PAGE EXTRACT:
■ ■ ■ ■ ■

Posted by Susan Grossey author in Uncategorized

≈ 2 Comments

Tags

Fatal Forgery, London, map, retreat, Samuel Plank, The Man in the Canary Waistcoat, writing

I will admit that things have been rather sluggish recently.  I have had a busy time at work (the paid, day job) and I’m heading towards a holiday, so Sam has been on my mind but no so much on paper.  That said, I have managed to write nearly two thousand words (so far…) this weekend, in between chores, so am pleased with that progress.

One thing I spent quite a bit of time on was consulting my map.  I mentioned in an earlier post that I am heavily indebted to Greenwood’s 1827 map of London, but for ease of paper reference I have turned to an unusual source: the Transport for London cycling map of central London.  It is a lovely colourful folding map of the area I need, and because it is intended for cyclists on the hoof/wheel, it is wonderfully clear.  I have taken my coloured pens and marked on it all the key Plank locations – Great Marlborough Street magistrates’ court, Newgate prison, the Fleet, Sam’s house and so on – and then use pencil crosses for the more one-off places of interest.  If I then need Sam to hare, say, from home to Newgate, or from the Fleet to a suspect’s house, I can get a good overview of the route he would have taken.  Before mentioning any street names, I then cross-reference with Greenwood’s.  This is essential, as even the most seemingly established London place names might not be all that old.  Ludgate Circus, for instance, was actually called Farringdon-circus until relatively recently – and that’s certainly the name that Sam would have used for this busy junction.

■ ■ ■ ■ ■

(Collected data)
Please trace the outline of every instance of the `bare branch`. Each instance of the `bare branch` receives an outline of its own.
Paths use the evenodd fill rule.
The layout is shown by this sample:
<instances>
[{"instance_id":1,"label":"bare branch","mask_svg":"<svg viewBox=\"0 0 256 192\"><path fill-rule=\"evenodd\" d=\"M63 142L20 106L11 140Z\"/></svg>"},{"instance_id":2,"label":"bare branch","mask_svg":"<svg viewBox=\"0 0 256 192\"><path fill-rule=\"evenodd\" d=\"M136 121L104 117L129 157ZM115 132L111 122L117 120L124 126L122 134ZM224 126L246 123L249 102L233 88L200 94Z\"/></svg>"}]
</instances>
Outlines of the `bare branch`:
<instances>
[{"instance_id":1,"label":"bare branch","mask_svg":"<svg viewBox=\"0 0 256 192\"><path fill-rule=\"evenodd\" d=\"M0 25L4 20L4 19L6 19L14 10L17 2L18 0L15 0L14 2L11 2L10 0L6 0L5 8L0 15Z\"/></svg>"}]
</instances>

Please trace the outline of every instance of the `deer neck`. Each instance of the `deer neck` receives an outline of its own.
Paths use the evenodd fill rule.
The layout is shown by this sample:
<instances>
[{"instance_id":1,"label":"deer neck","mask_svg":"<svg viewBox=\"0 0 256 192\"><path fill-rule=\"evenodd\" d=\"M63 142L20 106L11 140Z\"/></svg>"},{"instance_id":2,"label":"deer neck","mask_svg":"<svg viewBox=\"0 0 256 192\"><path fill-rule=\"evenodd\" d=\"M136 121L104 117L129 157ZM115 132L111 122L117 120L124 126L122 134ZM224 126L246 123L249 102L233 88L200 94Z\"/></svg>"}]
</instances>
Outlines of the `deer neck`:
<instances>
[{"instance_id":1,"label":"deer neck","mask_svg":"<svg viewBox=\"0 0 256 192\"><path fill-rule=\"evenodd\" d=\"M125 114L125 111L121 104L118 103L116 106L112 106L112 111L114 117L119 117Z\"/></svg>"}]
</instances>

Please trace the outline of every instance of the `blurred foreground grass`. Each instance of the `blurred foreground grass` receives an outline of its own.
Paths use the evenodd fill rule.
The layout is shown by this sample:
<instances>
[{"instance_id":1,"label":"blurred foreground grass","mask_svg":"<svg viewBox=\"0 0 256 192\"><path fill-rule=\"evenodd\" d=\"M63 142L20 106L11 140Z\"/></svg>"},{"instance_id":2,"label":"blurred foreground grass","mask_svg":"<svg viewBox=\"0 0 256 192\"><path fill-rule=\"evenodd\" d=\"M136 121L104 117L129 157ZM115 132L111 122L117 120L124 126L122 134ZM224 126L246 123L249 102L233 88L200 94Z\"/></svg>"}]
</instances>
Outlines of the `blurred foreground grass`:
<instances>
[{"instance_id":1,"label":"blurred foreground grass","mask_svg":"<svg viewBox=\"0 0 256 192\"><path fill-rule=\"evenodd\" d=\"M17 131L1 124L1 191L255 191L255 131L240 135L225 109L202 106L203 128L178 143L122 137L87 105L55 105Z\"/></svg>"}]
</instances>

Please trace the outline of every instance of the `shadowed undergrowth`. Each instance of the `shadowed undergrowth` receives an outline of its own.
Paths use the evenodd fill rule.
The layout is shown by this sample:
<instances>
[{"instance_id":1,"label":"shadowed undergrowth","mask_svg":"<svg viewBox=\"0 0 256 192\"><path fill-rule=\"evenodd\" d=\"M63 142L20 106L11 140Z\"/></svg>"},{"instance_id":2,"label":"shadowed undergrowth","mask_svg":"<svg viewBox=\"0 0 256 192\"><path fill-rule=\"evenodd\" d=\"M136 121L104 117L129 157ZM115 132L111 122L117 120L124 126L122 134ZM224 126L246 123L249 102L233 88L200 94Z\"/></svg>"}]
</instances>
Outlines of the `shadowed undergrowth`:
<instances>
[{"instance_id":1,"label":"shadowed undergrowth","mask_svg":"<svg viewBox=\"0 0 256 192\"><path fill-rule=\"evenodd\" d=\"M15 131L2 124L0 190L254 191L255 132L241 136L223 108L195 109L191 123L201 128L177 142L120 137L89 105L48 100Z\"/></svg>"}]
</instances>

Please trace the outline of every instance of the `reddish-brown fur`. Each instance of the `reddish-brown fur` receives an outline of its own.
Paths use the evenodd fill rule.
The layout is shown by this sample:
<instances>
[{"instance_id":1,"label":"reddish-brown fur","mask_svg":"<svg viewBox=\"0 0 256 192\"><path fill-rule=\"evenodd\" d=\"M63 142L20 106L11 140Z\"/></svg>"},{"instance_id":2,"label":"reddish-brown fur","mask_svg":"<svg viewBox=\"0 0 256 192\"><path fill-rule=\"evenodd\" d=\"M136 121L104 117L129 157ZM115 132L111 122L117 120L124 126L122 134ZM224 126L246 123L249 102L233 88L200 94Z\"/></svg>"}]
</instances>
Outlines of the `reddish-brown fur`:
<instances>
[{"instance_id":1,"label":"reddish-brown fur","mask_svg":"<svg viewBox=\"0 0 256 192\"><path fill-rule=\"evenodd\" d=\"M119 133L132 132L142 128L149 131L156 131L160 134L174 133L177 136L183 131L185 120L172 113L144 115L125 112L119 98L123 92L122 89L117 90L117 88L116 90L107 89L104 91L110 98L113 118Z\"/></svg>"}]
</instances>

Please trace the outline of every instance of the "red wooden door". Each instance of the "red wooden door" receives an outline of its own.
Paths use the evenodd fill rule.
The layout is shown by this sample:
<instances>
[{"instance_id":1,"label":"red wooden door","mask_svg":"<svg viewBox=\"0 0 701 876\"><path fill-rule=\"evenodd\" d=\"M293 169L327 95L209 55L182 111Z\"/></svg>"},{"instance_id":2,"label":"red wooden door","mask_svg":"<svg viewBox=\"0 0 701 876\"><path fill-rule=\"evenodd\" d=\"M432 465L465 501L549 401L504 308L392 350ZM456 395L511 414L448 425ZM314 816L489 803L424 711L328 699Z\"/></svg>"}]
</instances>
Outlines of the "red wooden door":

■ ■ ■ ■ ■

EXERCISE 1:
Answer these questions using the blog post:
(a) How many words has the writer managed so far this weekend?
(b) Which map of London is the writer heavily indebted to?
(c) What was Ludgate Circus called until relatively recently?
EXERCISE 2: Carry on writing the blog post about mapping Sam's routes through London, starting after its final sentence.
This listing was gathered from a different source than the blog post.

OUTPUT 1:
(a) Nearly two thousand.
(b) Greenwood's 1827 map of London.
(c) Farringdon-circus.

OUTPUT 2:
Now that I know that my summer retreat-at-home is happening, I have decided that I will spend one of my precious days down in London, armed with my marked-up map, re-walking some of the main routes taken by Sam, just to add some little descriptive details – and to check that I am not making the poor man walk his boots off.

And for those of you who have requested it, please rest assured that I am considering the idea of including a map in the next book so that you can “walk the Plank” along with Sam.  (My husband is a neat little draughtsman and may be roped in on map-drawing duties with bribes of chocolate biscuits.)  The only thing that might stand in our way is whether I can include diagrams – rather than just text – in the interior template that I use for my books.  I will check it out and let you know.